** START OF Material for this task **

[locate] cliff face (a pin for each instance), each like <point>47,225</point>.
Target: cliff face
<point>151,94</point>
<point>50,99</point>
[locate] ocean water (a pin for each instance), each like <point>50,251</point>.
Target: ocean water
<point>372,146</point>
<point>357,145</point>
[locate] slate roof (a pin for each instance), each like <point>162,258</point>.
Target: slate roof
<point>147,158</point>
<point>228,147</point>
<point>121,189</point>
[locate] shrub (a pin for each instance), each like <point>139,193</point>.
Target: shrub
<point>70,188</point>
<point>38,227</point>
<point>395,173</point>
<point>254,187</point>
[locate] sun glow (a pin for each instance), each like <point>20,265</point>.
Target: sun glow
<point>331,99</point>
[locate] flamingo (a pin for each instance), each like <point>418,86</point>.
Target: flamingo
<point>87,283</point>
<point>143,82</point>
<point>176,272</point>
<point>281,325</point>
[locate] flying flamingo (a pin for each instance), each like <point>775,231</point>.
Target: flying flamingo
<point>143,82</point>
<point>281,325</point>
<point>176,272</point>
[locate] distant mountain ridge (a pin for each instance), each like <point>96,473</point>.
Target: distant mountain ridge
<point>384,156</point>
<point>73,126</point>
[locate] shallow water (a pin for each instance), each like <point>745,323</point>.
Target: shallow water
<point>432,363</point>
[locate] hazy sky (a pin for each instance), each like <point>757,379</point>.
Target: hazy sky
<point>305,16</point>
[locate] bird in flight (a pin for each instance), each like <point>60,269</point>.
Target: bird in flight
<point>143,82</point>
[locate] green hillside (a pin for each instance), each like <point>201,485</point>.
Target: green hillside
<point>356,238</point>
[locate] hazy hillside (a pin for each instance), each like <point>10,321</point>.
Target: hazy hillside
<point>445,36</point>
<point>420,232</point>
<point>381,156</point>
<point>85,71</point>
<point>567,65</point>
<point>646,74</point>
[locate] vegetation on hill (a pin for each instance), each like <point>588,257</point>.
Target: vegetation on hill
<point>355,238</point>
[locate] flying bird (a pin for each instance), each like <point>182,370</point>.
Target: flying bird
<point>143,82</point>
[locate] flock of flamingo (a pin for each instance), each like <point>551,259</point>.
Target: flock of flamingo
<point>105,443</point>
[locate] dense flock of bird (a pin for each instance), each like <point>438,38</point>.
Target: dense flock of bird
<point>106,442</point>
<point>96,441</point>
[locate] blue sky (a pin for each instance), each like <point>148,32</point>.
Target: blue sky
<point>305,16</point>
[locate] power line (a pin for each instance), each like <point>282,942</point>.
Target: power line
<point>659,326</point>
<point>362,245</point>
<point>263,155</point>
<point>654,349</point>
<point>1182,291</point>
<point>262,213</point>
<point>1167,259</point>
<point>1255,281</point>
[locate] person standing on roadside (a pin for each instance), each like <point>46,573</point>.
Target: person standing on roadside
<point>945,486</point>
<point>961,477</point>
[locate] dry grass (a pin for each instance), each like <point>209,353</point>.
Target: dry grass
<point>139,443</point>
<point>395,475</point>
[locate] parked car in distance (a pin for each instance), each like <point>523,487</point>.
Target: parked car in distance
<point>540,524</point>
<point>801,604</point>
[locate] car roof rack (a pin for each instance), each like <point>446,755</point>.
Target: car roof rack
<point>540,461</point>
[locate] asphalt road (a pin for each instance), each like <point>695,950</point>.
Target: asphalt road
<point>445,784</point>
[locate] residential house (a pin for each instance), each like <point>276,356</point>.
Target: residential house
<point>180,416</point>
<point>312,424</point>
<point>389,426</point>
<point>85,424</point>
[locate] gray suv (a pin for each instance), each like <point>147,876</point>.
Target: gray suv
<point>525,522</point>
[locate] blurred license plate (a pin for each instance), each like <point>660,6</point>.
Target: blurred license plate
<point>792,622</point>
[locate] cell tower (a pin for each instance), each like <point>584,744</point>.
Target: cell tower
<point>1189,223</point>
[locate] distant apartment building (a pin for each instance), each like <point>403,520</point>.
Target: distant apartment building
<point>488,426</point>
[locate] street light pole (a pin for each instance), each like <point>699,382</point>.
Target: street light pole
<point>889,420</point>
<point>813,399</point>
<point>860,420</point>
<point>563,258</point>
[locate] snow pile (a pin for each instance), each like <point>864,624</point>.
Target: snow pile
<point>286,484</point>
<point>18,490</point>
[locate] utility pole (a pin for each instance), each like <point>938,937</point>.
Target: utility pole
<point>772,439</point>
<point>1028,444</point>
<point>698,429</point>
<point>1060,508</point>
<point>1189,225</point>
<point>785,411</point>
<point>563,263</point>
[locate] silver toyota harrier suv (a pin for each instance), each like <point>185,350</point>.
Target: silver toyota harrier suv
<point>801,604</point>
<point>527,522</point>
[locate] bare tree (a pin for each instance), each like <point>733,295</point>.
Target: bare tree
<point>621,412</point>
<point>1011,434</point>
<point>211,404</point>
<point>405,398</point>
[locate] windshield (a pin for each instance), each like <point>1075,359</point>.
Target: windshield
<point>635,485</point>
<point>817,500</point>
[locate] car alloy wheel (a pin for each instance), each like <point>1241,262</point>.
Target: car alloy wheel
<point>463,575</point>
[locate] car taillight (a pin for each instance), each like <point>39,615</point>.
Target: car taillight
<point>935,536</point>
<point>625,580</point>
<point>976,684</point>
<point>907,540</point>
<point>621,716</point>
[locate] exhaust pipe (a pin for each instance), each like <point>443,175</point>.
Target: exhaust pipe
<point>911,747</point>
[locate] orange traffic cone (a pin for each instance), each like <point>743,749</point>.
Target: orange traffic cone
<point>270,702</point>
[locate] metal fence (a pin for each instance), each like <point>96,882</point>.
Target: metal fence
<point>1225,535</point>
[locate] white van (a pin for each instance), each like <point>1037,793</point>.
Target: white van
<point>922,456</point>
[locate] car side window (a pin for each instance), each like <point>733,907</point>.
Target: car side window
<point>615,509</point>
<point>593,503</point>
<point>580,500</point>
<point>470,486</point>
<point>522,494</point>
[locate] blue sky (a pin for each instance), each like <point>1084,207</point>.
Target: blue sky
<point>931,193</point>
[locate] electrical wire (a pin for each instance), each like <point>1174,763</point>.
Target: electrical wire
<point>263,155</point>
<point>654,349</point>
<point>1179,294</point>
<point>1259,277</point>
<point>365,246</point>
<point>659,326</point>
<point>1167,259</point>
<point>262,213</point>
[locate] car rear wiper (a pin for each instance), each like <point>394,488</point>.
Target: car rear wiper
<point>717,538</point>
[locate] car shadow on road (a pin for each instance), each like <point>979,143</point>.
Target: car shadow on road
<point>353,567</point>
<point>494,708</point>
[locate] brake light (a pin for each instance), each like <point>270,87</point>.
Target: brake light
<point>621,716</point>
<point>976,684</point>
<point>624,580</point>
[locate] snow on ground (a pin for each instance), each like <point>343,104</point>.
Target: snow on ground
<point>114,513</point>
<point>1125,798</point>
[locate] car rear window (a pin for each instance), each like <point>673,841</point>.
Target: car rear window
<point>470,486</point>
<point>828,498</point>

** END OF Material for this task **

## What to produce
Present the data above as a Markdown table with two columns, "Row" for the row number and "Line" for each line, and omit any blank lines.

## Full solution
| Row | Line |
|---|---|
| 1 | [locate] cliff face (a pin for each instance), each like <point>47,225</point>. |
| 2 | Target: cliff face |
| 3 | <point>151,94</point> |
| 4 | <point>50,99</point> |
| 5 | [locate] ocean water (a pin for each instance), each like <point>50,251</point>. |
| 6 | Target: ocean water |
| 7 | <point>372,146</point> |
| 8 | <point>357,145</point> |
| 9 | [locate] slate roof (a pin for each instance), each like <point>162,258</point>. |
| 10 | Target: slate roof |
| 11 | <point>147,158</point> |
| 12 | <point>228,147</point> |
| 13 | <point>121,189</point> |
| 14 | [locate] shrub (a pin for each instance), each like <point>139,193</point>. |
| 15 | Target: shrub |
| 16 | <point>70,188</point> |
| 17 | <point>38,227</point> |
| 18 | <point>395,173</point> |
| 19 | <point>254,187</point> |
| 20 | [locate] sun glow (a pin for each instance), each like <point>20,265</point>. |
| 21 | Target: sun glow |
| 22 | <point>331,99</point> |
| 23 | [locate] flamingo (a pin for each instance), each like <point>418,86</point>. |
| 24 | Target: flamingo |
| 25 | <point>87,283</point> |
| 26 | <point>143,82</point> |
| 27 | <point>176,272</point> |
| 28 | <point>281,325</point> |
| 29 | [locate] flying flamingo (a pin for each instance), each like <point>775,231</point>. |
| 30 | Target: flying flamingo |
| 31 | <point>143,82</point> |
| 32 | <point>281,325</point> |
| 33 | <point>176,272</point> |
| 34 | [locate] distant mountain ridge (a pin for each instance), each like <point>96,473</point>. |
| 35 | Target: distant mountain ridge |
| 36 | <point>384,156</point> |
| 37 | <point>73,126</point> |
| 38 | [locate] shallow water (a pin for each instance), each like <point>745,323</point>. |
| 39 | Target: shallow water |
| 40 | <point>432,363</point> |
| 41 | [locate] hazy sky (a pin for each instance), each like <point>757,379</point>. |
| 42 | Target: hazy sky |
| 43 | <point>305,16</point> |
| 44 | [locate] bird in flight (a pin for each instance), each like <point>60,269</point>. |
| 45 | Target: bird in flight |
| 46 | <point>143,82</point> |
| 47 | [locate] green hillside (a pin for each instance), each like <point>201,485</point>. |
| 48 | Target: green hillside |
| 49 | <point>356,238</point> |
| 50 | [locate] hazy hillside (a pin for each instance), each like <point>10,321</point>. |
| 51 | Target: hazy hillside |
| 52 | <point>445,36</point> |
| 53 | <point>420,232</point> |
| 54 | <point>381,156</point> |
| 55 | <point>85,71</point> |
| 56 | <point>567,65</point> |
| 57 | <point>646,74</point> |
| 58 | [locate] vegetation on hill (a pin for each instance), each like <point>588,257</point>. |
| 59 | Target: vegetation on hill |
| 60 | <point>355,238</point> |
| 61 | [locate] flying bird (a pin for each instance), each like <point>182,370</point>. |
| 62 | Target: flying bird |
| 63 | <point>143,82</point> |
| 64 | [locate] flock of flamingo (a pin for each instance), each like <point>551,259</point>. |
| 65 | Target: flock of flamingo |
| 66 | <point>105,443</point> |
| 67 | [locate] dense flock of bird (a pin for each instance), each like <point>438,38</point>. |
| 68 | Target: dense flock of bird |
| 69 | <point>106,442</point> |
| 70 | <point>96,441</point> |
| 71 | [locate] blue sky (a pin for each instance), each like <point>148,32</point>. |
| 72 | Target: blue sky |
| 73 | <point>305,16</point> |
| 74 | [locate] power line (a pin for each instance), each like <point>282,942</point>. |
| 75 | Target: power line |
| 76 | <point>659,326</point> |
| 77 | <point>362,245</point> |
| 78 | <point>263,155</point> |
| 79 | <point>654,349</point> |
| 80 | <point>1182,291</point> |
| 81 | <point>262,213</point> |
| 82 | <point>1167,259</point> |
| 83 | <point>1255,281</point> |
| 84 | [locate] person standing on roadside (a pin for each instance), each like <point>46,573</point>. |
| 85 | Target: person standing on roadside |
| 86 | <point>945,486</point> |
| 87 | <point>961,477</point> |
| 88 | [locate] dry grass (a pin for each instance), each like <point>209,353</point>. |
| 89 | Target: dry grass |
| 90 | <point>139,443</point> |
| 91 | <point>395,475</point> |
| 92 | [locate] parked car in distance (a pin for each instance), each like <point>523,487</point>. |
| 93 | Target: parked car in distance |
| 94 | <point>540,524</point> |
| 95 | <point>801,604</point> |
| 96 | [locate] car roof rack (a pin for each instance), each like <point>446,755</point>. |
| 97 | Target: car roof rack |
| 98 | <point>540,461</point> |
| 99 | [locate] asphalt road (a pin for each instance), each like <point>695,950</point>. |
| 100 | Target: asphalt road |
| 101 | <point>445,784</point> |
| 102 | [locate] residential house (a pin for each instance), each like <point>276,356</point>. |
| 103 | Target: residential house |
| 104 | <point>180,416</point> |
| 105 | <point>312,424</point> |
| 106 | <point>389,426</point> |
| 107 | <point>85,424</point> |
| 108 | [locate] gray suv (a pin for each instance), each like <point>147,876</point>. |
| 109 | Target: gray suv |
| 110 | <point>525,522</point> |
| 111 | [locate] blurred license plate (a pin for each instance), each like <point>660,6</point>. |
| 112 | Target: blurred license plate |
| 113 | <point>792,622</point> |
| 114 | [locate] cell tower (a pin for each instance), each like <point>584,744</point>. |
| 115 | Target: cell tower |
| 116 | <point>1189,223</point> |
| 117 | [locate] distant apartment building (a pin for each instance), each like <point>403,520</point>. |
| 118 | Target: distant apartment building |
| 119 | <point>488,426</point> |
| 120 | [locate] street light pole (a pin for each instance), each like <point>699,382</point>. |
| 121 | Target: street light pole |
| 122 | <point>889,420</point> |
| 123 | <point>813,399</point> |
| 124 | <point>860,420</point> |
| 125 | <point>563,258</point> |
| 126 | [locate] snow pile (a pin for each instance), each like <point>864,624</point>. |
| 127 | Target: snow pile |
| 128 | <point>286,484</point> |
| 129 | <point>18,490</point> |
| 130 | [locate] utility pole (a pin for each instance), each like <point>938,937</point>. |
| 131 | Target: utility pole |
| 132 | <point>772,439</point> |
| 133 | <point>1028,444</point> |
| 134 | <point>698,429</point> |
| 135 | <point>1060,508</point> |
| 136 | <point>1189,225</point> |
| 137 | <point>785,411</point> |
| 138 | <point>563,263</point> |
| 139 | [locate] silver toyota harrier suv (a pin for each instance), each like <point>185,350</point>. |
| 140 | Target: silver toyota harrier suv |
| 141 | <point>801,604</point> |
| 142 | <point>527,522</point> |
| 143 | [locate] bare tree (a pin for each instance), each like <point>733,295</point>. |
| 144 | Target: bare tree |
| 145 | <point>621,412</point> |
| 146 | <point>1011,434</point> |
| 147 | <point>211,404</point> |
| 148 | <point>405,398</point> |
| 149 | [locate] windshield (a pin for each instance), each like <point>1075,359</point>. |
| 150 | Target: windshield |
| 151 | <point>635,485</point> |
| 152 | <point>817,500</point> |
| 153 | [locate] car alloy wheel (a pin for each instance), each like <point>1241,262</point>. |
| 154 | Target: car alloy wheel |
| 155 | <point>463,575</point> |
| 156 | [locate] car taillight (a pin for each instance), each like <point>39,615</point>. |
| 157 | Target: car taillight |
| 158 | <point>935,536</point> |
| 159 | <point>625,580</point> |
| 160 | <point>976,684</point> |
| 161 | <point>907,540</point> |
| 162 | <point>621,716</point> |
| 163 | [locate] exhaust pipe (a pin for each instance), each like <point>443,175</point>. |
| 164 | Target: exhaust pipe |
| 165 | <point>911,747</point> |
| 166 | [locate] orange traffic cone (a pin for each instance), each like <point>743,749</point>. |
| 167 | Target: orange traffic cone |
| 168 | <point>270,702</point> |
| 169 | [locate] metal fence (a pin for each instance), each like <point>96,882</point>. |
| 170 | Target: metal fence |
| 171 | <point>1225,535</point> |
| 172 | [locate] white van (a pin for each instance), each like <point>1037,793</point>. |
| 173 | Target: white van |
| 174 | <point>922,456</point> |
| 175 | [locate] car side window (a pin for each instance), each like <point>733,907</point>. |
| 176 | Target: car side window |
| 177 | <point>615,509</point> |
| 178 | <point>593,503</point> |
| 179 | <point>580,500</point> |
| 180 | <point>470,486</point> |
| 181 | <point>522,494</point> |
| 182 | [locate] blue sky (a pin for each instance), each like <point>1084,207</point>. |
| 183 | Target: blue sky |
| 184 | <point>931,193</point> |
| 185 | [locate] electrical wire (a pin for each instance), each like <point>1174,763</point>. |
| 186 | Target: electrical wire |
| 187 | <point>263,155</point> |
| 188 | <point>654,349</point> |
| 189 | <point>1179,294</point> |
| 190 | <point>1259,277</point> |
| 191 | <point>365,246</point> |
| 192 | <point>659,326</point> |
| 193 | <point>1167,259</point> |
| 194 | <point>262,213</point> |
| 195 | [locate] car rear wiper (a pin for each instance), each like <point>394,488</point>. |
| 196 | Target: car rear wiper |
| 197 | <point>717,538</point> |
| 198 | [locate] car shadow on road (a pin for each instance), each like <point>979,143</point>. |
| 199 | Target: car shadow on road |
| 200 | <point>353,567</point> |
| 201 | <point>494,708</point> |
| 202 | [locate] brake light (a pin for each instance), each like <point>270,87</point>. |
| 203 | Target: brake light |
| 204 | <point>621,716</point> |
| 205 | <point>976,684</point> |
| 206 | <point>624,580</point> |
| 207 | [locate] snow on ground (a pin for each instance), each like <point>343,104</point>. |
| 208 | Target: snow on ground |
| 209 | <point>114,513</point> |
| 210 | <point>1125,798</point> |
| 211 | [locate] car rear window (a pin for each instance), each like <point>673,841</point>. |
| 212 | Target: car rear window |
| 213 | <point>470,486</point> |
| 214 | <point>828,498</point> |